Restate the following entries exactly, including every line.

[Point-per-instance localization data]
# # # #

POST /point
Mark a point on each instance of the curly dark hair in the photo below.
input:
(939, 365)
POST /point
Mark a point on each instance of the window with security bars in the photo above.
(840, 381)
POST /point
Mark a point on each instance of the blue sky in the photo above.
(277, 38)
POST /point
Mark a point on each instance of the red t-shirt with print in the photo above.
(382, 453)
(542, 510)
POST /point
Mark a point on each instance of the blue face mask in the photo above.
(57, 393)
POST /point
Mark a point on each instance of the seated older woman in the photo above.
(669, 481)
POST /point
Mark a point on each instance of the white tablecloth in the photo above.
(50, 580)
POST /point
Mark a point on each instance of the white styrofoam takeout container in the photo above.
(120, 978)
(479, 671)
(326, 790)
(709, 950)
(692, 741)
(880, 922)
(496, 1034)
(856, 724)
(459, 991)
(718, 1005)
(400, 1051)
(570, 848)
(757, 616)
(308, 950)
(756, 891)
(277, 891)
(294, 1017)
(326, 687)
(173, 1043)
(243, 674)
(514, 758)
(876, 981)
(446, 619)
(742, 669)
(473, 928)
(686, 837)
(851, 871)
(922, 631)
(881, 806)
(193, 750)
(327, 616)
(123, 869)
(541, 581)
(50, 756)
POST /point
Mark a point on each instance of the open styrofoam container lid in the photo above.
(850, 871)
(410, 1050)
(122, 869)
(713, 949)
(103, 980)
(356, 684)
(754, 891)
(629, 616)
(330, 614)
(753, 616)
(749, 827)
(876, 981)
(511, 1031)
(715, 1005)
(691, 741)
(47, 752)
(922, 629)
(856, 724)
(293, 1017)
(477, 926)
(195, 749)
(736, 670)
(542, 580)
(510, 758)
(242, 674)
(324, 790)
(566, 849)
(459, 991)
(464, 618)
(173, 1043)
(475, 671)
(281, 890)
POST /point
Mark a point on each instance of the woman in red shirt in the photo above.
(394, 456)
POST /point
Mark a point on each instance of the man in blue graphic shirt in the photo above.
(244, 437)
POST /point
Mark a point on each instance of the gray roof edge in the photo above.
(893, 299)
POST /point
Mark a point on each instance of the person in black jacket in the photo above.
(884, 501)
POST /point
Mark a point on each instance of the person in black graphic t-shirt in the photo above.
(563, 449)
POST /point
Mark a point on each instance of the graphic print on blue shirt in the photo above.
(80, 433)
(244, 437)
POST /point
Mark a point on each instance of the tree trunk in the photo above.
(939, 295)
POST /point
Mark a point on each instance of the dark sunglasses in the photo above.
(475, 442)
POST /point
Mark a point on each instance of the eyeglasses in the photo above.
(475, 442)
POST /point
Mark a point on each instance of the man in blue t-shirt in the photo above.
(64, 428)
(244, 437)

# # # #

* _Solved problem_
POST /point
Mark a point on each instance of the curly dark hair in the photo below.
input:
(939, 365)
POST /point
Mark a point on each instance of the window with security bars in the photo above.
(840, 381)
POST /point
Mark a point on each instance of the blue sky in the photo above.
(277, 38)
POST /point
Mark a point on each instance of the red t-shirt with print in the photo above.
(382, 453)
(542, 510)
POST /point
Mark a point on each instance of the blue face mask in the photo above.
(57, 393)
POST /point
Mark a point on each instance of the seated older woman in the photo above.
(669, 481)
POST /point
Mark a point on each instance of the white tablecloth in the photo above.
(50, 580)
POST /point
Mark a point on each instance of the white styrofoam takeout container in the photo above.
(120, 978)
(479, 671)
(326, 790)
(709, 950)
(692, 741)
(880, 922)
(496, 1034)
(856, 724)
(459, 991)
(718, 1005)
(400, 1051)
(570, 848)
(757, 616)
(308, 950)
(756, 891)
(277, 891)
(294, 1017)
(326, 687)
(173, 1043)
(243, 674)
(514, 758)
(876, 981)
(446, 619)
(742, 669)
(473, 928)
(686, 837)
(851, 871)
(922, 631)
(881, 806)
(193, 750)
(327, 616)
(123, 869)
(541, 581)
(50, 756)
POST /point
Mark a point on each instance of the open styrofoam container lid in the photo above.
(850, 871)
(410, 1050)
(122, 869)
(713, 949)
(103, 980)
(356, 684)
(754, 891)
(629, 616)
(330, 614)
(753, 616)
(749, 827)
(876, 981)
(511, 1031)
(715, 1005)
(691, 741)
(47, 752)
(922, 629)
(856, 724)
(293, 1017)
(477, 926)
(195, 749)
(736, 670)
(542, 580)
(510, 758)
(242, 674)
(324, 790)
(566, 849)
(459, 991)
(464, 618)
(173, 1043)
(475, 671)
(281, 890)
POST /point
Mark a point on each instance of the woman in red shirt in the photo above.
(394, 456)
POST /point
Mark a point on each instance of the man in blue graphic shirt in the photo above.
(244, 437)
POST /point
Mark a point on each instance of the gray roof edge in the photo above.
(893, 299)
POST /point
Mark a point on each instance of the person in black jacket in the photo above.
(884, 501)
POST /point
Mark a point on each instance of the person in black graphic t-shirt in the photo above.
(563, 449)
POST /point
Mark a point on each instance of the graphic print on blue shirt in the photo above.
(80, 433)
(244, 437)
POST /point
Mark a point on each instance of the tree trunk in the photo above.
(939, 295)
POST /point
Mark a point on each instance of the dark sunglasses in the photo above.
(475, 442)
POST /point
Mark a point on each instance of the eyeglasses in the photo above.
(475, 442)
POST /point
Mark a point on each instance of the man in blue t-shirt in the photo above.
(64, 428)
(244, 437)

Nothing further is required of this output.